:: RECORDS FOR PROCESSING ::
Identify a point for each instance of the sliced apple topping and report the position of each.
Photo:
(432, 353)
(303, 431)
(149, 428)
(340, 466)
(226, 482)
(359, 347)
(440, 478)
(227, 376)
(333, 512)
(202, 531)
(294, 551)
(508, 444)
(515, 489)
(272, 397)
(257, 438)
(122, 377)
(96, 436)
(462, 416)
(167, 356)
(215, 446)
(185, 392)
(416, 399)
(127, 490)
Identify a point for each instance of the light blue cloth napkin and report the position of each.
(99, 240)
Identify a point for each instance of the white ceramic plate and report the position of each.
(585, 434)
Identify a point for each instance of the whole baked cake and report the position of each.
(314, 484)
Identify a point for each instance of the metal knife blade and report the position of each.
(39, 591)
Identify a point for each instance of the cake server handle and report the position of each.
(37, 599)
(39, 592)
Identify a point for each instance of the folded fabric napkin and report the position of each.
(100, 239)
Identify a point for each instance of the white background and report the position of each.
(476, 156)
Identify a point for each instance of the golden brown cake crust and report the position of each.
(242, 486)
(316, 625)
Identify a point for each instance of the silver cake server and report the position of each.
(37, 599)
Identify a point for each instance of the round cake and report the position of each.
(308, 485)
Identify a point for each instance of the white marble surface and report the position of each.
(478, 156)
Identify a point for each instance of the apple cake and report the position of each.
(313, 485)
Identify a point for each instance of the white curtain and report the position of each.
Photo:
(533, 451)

...

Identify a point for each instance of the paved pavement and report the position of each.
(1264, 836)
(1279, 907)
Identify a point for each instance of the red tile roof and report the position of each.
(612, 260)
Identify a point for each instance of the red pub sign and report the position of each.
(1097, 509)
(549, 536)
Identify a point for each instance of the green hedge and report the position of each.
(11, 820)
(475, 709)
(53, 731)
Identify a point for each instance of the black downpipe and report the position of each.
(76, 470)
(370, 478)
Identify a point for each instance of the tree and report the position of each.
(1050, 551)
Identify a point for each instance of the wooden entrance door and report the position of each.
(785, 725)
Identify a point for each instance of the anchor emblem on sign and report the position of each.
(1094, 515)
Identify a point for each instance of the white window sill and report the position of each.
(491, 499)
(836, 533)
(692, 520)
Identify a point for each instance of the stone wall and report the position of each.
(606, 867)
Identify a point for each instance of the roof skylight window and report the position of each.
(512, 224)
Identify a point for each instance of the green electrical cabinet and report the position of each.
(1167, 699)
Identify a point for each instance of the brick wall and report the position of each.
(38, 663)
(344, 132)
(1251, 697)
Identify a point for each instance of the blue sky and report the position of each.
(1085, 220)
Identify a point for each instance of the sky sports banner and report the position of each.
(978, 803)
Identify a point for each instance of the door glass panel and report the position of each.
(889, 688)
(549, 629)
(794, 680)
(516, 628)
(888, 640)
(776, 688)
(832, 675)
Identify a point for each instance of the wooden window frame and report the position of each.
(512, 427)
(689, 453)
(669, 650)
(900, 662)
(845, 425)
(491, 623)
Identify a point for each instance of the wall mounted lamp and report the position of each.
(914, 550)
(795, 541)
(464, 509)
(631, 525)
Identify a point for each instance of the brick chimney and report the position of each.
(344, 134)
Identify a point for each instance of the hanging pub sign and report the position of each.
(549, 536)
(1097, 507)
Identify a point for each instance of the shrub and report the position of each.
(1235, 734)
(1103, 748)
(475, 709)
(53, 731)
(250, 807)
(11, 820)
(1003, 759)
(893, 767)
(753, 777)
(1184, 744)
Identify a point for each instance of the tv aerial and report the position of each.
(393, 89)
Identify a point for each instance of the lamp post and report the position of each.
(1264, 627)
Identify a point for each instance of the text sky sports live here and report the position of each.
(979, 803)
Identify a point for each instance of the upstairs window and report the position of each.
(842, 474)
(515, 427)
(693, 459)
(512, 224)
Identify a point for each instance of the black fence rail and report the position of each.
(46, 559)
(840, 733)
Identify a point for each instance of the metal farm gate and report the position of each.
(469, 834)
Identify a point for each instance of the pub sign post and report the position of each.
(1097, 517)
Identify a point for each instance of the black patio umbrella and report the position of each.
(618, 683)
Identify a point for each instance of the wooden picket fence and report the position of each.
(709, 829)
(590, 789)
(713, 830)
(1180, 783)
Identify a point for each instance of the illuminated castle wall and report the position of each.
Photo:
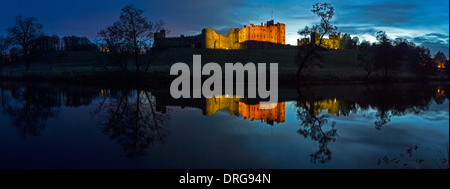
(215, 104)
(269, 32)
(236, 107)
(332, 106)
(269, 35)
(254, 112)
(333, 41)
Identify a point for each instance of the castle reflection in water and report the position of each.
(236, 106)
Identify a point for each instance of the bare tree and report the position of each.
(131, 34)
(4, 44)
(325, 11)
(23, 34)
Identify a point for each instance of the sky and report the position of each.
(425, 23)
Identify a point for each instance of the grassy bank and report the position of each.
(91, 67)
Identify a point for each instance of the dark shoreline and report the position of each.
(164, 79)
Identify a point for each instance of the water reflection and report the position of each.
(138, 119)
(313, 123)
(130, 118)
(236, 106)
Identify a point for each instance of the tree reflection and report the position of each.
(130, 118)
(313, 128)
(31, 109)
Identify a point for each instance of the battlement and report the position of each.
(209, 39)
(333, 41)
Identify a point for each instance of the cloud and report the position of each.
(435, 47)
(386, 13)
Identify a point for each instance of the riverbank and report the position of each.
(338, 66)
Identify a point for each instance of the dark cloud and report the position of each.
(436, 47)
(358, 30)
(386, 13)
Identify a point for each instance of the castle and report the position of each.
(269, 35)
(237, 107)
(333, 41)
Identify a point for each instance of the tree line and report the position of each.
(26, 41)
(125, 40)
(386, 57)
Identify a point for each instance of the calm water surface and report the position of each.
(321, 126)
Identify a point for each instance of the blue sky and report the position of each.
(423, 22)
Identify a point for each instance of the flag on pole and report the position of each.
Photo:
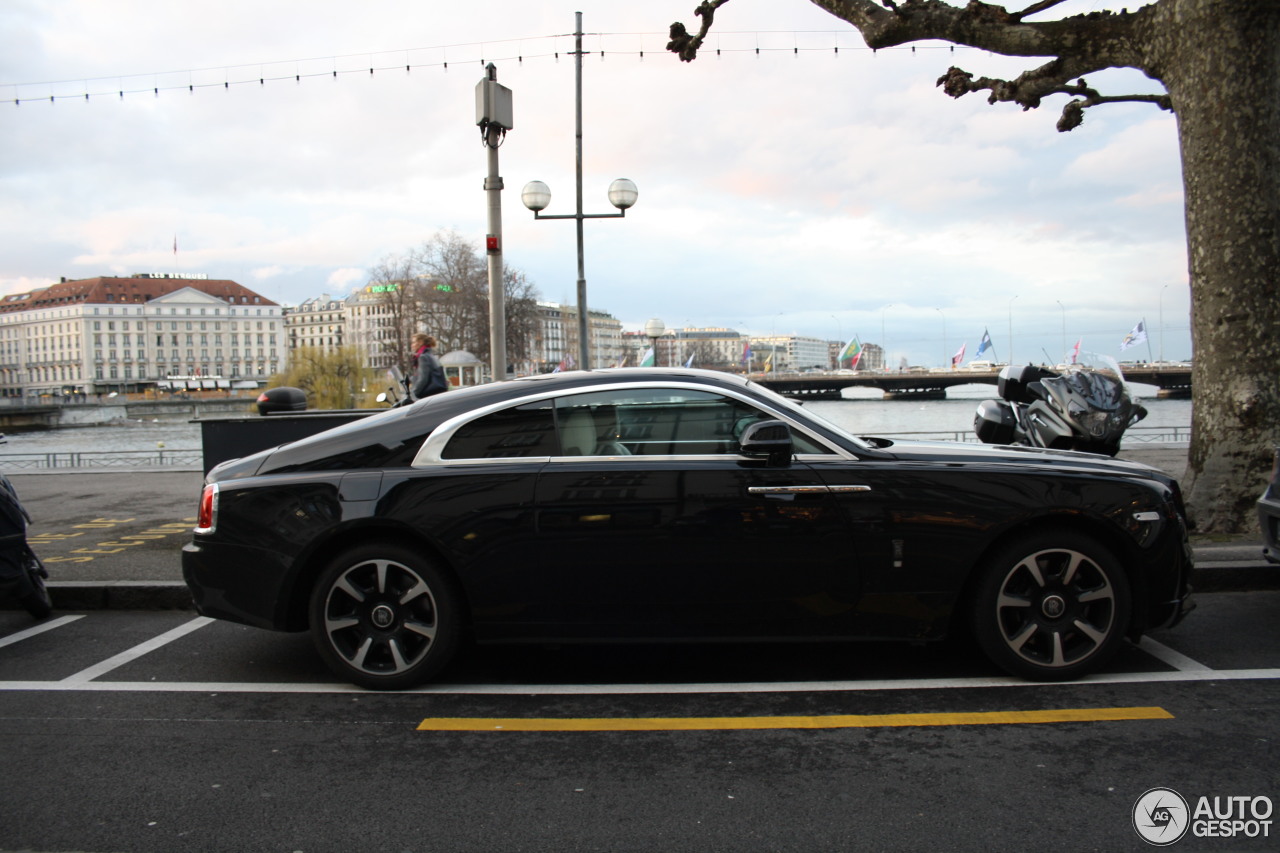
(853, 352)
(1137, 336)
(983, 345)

:: TASK TO COMPLETE ::
Pick out each line in the data above that contains the word "wooden" and copy those lines.

:: RESULT BELOW ::
Identify a point for each instance of the wooden entrance door and report the position of each.
Identify a point for each instance of the wooden window frame and report the position of each.
Identify a point for each instance of the wooden picket fence and report the position of each.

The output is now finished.